-- START OF Data to use --
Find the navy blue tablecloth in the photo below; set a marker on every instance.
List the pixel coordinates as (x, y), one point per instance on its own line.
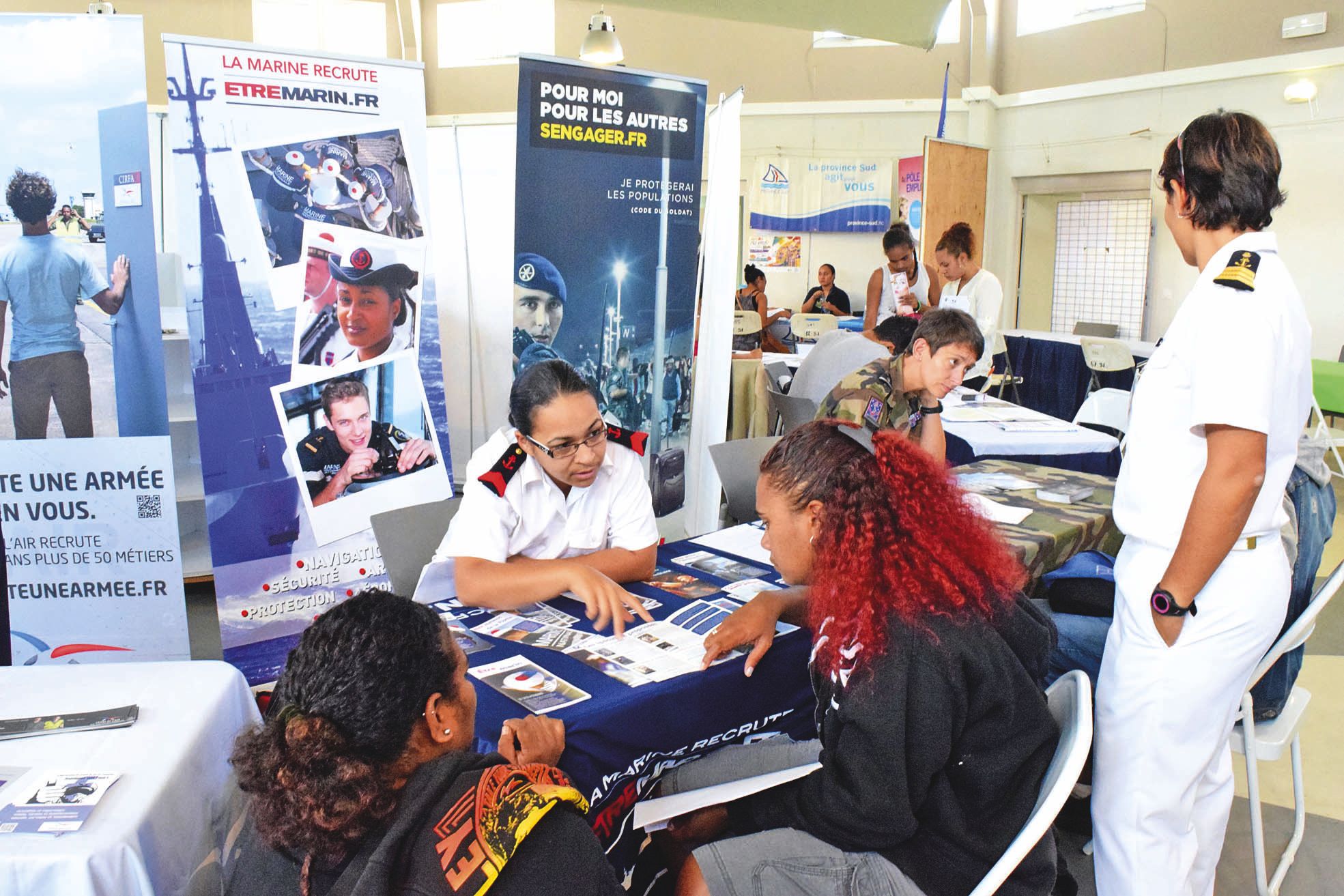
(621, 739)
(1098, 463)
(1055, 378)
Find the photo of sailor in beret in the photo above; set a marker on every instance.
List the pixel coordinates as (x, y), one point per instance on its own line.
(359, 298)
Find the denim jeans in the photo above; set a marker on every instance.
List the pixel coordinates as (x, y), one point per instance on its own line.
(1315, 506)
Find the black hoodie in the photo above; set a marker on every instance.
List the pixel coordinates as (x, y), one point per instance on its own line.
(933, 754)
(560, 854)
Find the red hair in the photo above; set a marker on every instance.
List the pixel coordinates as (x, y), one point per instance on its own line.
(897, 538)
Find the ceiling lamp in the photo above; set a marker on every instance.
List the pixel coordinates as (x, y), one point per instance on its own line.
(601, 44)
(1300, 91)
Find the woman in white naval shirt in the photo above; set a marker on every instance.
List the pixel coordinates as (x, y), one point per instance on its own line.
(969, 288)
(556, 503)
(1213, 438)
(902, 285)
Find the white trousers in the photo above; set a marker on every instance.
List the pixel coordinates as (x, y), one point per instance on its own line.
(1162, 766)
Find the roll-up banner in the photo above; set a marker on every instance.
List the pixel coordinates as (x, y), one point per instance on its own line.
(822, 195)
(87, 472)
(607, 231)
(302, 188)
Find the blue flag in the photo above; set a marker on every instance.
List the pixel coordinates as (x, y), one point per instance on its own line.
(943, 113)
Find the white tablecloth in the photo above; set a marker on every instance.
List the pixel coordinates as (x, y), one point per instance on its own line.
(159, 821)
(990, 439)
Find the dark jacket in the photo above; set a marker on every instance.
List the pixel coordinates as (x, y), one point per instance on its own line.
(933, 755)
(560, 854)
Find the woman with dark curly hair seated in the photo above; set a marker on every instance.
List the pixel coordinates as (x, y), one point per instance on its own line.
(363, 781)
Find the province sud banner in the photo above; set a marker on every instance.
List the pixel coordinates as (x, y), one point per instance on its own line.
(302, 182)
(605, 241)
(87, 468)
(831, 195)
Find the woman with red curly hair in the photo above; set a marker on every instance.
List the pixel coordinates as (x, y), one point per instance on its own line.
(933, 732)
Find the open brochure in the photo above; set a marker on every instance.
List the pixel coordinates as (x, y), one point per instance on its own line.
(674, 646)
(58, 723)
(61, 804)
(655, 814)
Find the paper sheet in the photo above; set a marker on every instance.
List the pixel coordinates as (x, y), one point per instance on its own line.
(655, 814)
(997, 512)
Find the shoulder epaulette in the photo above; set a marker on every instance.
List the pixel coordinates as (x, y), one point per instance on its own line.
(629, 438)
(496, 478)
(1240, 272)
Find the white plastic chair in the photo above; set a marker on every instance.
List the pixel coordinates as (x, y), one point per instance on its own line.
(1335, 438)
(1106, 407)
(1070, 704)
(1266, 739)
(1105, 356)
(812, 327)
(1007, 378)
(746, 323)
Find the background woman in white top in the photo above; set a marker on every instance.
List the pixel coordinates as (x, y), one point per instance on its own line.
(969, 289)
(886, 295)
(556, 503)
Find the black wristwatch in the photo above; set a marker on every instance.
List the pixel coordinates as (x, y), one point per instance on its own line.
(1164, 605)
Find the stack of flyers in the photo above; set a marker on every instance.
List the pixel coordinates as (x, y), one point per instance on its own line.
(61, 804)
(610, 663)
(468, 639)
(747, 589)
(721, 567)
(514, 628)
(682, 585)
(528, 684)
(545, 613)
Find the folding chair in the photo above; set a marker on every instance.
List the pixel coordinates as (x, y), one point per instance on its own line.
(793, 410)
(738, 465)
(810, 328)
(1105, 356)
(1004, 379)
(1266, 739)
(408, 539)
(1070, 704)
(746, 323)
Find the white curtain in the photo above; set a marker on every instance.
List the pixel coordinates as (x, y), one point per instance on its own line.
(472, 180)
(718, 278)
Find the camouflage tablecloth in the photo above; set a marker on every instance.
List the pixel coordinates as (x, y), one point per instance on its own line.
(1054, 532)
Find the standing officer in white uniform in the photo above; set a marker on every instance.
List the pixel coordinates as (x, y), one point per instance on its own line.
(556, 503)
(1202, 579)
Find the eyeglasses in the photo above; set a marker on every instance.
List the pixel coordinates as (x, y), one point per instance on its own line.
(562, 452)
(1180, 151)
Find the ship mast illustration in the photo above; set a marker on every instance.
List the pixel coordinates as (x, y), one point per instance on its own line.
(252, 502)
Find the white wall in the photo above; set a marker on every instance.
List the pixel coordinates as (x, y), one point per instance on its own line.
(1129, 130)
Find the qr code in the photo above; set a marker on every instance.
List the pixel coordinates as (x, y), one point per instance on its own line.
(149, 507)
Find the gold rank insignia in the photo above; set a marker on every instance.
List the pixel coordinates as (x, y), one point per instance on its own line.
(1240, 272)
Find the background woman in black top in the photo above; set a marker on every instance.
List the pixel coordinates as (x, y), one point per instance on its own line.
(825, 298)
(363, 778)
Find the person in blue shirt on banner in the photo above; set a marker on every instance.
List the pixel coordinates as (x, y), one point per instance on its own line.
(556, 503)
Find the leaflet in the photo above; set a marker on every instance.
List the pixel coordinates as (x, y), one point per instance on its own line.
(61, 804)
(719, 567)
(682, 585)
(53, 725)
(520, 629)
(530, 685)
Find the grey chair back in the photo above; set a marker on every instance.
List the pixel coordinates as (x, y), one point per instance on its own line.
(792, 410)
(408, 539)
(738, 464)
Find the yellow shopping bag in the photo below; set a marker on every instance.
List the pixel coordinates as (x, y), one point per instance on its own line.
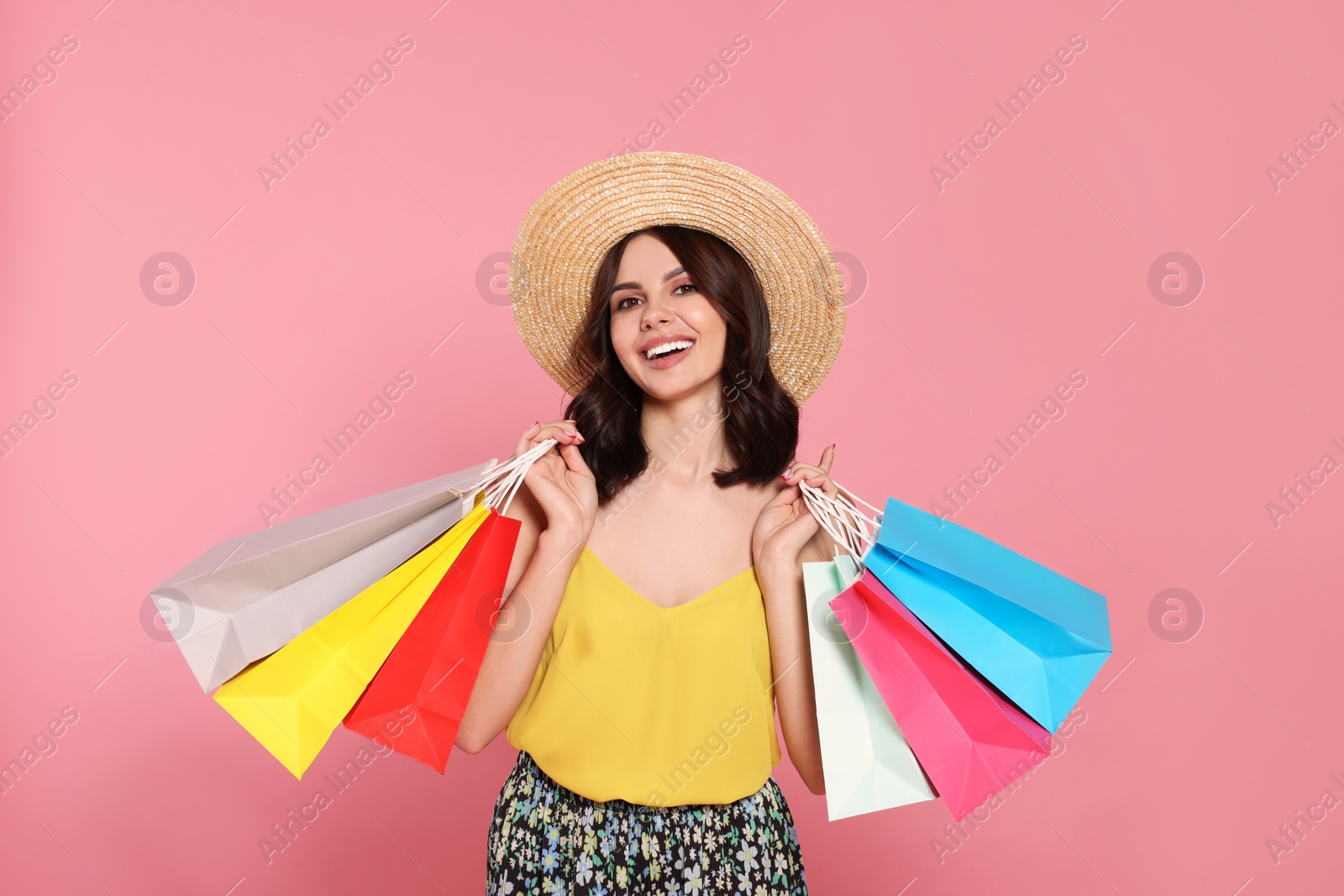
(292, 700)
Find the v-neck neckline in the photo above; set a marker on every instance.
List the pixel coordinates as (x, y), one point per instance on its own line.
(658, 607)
-- END OF Data to use --
-- START OF Data to use --
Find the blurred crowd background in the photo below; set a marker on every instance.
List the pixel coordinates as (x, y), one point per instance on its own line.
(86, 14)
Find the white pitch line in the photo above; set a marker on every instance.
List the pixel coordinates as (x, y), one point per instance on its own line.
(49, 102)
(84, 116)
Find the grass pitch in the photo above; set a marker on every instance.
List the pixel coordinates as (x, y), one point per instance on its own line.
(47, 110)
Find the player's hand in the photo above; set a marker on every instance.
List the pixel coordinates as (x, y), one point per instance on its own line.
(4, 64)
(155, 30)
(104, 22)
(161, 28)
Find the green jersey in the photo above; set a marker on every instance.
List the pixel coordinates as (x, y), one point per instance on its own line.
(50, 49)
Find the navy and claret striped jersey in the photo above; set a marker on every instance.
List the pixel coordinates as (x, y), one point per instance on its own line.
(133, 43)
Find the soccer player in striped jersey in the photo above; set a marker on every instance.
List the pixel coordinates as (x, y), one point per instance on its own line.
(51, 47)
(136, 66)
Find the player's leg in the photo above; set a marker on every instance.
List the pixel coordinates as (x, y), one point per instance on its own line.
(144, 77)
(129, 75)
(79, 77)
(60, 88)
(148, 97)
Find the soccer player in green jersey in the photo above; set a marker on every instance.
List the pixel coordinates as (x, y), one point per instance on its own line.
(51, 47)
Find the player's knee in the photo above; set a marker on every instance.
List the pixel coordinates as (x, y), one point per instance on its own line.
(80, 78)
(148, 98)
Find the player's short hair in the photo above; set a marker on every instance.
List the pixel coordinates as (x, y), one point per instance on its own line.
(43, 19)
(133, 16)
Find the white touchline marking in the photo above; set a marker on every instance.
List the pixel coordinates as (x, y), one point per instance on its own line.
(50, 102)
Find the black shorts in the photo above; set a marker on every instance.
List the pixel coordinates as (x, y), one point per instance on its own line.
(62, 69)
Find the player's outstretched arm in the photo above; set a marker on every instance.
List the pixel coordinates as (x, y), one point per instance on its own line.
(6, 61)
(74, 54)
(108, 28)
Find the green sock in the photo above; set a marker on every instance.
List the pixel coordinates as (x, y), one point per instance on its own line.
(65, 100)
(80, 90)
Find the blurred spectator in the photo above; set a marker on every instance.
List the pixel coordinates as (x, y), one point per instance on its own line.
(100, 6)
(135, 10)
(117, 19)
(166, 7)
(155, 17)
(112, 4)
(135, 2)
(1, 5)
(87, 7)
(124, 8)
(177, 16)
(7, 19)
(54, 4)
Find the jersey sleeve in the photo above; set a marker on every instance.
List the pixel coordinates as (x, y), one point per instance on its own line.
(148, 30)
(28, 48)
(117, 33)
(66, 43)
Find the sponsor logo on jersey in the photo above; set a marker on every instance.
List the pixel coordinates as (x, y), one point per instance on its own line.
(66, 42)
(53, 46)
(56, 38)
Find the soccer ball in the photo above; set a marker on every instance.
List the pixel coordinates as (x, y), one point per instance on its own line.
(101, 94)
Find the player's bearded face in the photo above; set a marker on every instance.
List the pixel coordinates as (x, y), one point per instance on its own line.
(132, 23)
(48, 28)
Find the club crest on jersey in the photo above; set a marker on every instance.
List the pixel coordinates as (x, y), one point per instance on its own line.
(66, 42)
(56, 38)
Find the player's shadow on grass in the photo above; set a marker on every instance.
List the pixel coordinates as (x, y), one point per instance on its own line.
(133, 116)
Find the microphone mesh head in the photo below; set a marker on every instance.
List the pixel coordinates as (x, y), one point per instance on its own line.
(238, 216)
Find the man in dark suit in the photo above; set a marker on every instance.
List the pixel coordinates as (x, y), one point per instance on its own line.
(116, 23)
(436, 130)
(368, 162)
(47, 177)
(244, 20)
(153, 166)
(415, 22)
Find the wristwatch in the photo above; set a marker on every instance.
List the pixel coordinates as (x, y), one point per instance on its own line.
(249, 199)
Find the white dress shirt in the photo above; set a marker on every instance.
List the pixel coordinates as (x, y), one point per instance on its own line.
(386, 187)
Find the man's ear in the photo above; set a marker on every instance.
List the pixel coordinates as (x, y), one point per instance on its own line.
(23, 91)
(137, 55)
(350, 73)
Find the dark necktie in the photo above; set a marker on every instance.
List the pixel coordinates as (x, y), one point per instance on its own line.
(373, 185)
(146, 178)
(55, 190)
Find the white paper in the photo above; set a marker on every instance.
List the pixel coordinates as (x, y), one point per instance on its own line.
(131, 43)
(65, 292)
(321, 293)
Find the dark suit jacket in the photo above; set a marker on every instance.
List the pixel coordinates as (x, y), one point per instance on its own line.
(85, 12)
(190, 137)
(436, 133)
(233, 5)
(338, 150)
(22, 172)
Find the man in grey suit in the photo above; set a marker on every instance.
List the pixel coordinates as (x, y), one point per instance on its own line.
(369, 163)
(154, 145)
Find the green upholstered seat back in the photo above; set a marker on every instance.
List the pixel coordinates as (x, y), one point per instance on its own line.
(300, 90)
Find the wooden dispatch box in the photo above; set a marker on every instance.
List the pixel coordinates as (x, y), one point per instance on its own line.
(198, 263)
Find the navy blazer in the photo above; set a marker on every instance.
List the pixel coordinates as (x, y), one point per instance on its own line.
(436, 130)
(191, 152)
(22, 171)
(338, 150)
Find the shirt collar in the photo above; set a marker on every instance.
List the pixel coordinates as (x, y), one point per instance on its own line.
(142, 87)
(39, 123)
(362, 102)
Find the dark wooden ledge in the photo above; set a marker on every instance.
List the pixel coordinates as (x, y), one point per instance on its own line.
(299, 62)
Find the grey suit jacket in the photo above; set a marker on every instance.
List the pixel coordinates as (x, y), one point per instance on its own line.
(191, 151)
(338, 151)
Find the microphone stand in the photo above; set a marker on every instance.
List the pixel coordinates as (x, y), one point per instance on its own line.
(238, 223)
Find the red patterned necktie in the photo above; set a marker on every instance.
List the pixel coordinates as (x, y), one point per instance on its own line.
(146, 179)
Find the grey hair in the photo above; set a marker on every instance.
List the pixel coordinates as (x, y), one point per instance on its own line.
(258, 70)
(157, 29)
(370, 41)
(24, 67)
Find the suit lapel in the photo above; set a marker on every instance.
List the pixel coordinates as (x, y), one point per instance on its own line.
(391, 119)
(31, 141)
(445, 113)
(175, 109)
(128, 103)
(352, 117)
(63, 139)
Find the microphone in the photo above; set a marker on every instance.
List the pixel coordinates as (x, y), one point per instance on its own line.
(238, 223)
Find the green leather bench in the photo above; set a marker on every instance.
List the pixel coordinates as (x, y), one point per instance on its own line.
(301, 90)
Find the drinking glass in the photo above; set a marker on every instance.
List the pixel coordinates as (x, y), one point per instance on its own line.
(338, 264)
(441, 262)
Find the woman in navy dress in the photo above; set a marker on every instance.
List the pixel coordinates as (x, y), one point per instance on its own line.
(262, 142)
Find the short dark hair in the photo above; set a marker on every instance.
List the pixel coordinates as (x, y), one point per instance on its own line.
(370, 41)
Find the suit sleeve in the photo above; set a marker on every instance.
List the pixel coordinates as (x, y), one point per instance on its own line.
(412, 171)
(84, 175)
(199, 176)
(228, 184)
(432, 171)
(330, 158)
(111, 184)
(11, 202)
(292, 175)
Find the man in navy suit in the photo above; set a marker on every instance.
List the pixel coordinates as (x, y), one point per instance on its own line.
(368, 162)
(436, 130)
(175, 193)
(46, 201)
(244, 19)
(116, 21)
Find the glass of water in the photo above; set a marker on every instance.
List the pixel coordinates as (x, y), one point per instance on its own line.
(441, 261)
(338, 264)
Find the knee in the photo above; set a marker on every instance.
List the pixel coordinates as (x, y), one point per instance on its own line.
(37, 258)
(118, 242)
-- END OF Data to use --
## [Your objective]
Format the entries from the line with "Find the navy blue" to the line with "(1162, 766)" as a two-column CSV with the headers text and points, one row per entry, where text holds the entry's wording and points holds its answer, each in a single quoted field with line breaks replaced by spaces. Leave out the pictures.

## [Response to the exercise]
text,points
"Find the navy blue tablecloth in the photo below; set a marker on every instance. List the pixel coordinates as (x, y), one point per instance on its own line.","(621, 739) (1098, 463) (1055, 378)"
"Find the photo of sailor in beret in the photo above; set a marker on every instance. List the pixel coordinates as (x, y), one point per instance on its own line.","(359, 298)"
"Find the denim jeans in the photo above; set a marker on every instance. List the pixel coordinates as (x, y), one point per instance on its own line.","(1315, 506)"
"Find the black hoodie in the photo above; set a marker on every instance. List the pixel coordinates as (x, y), one point per instance on its own line.","(933, 754) (560, 854)"
"Find the red hair in the photo above; set a marker on every instance. List the pixel coordinates as (x, y), one point per instance on its own line.","(897, 538)"
"Find the ceiling lamp in the photo above; set a marker on every instance. List the pixel coordinates as (x, y), one point per instance on its own line.","(601, 44) (1300, 91)"
"Find the woman in white naval shirt in the photo above; set a marker on every instance. List the pixel coordinates as (x, y), one point per instance on its own line.","(969, 288) (556, 503) (1213, 438) (902, 285)"
"Find the white trousers in the photo above; set a marker on every instance. List the pixel coordinates as (x, y), one point per instance on its own line.","(1162, 766)"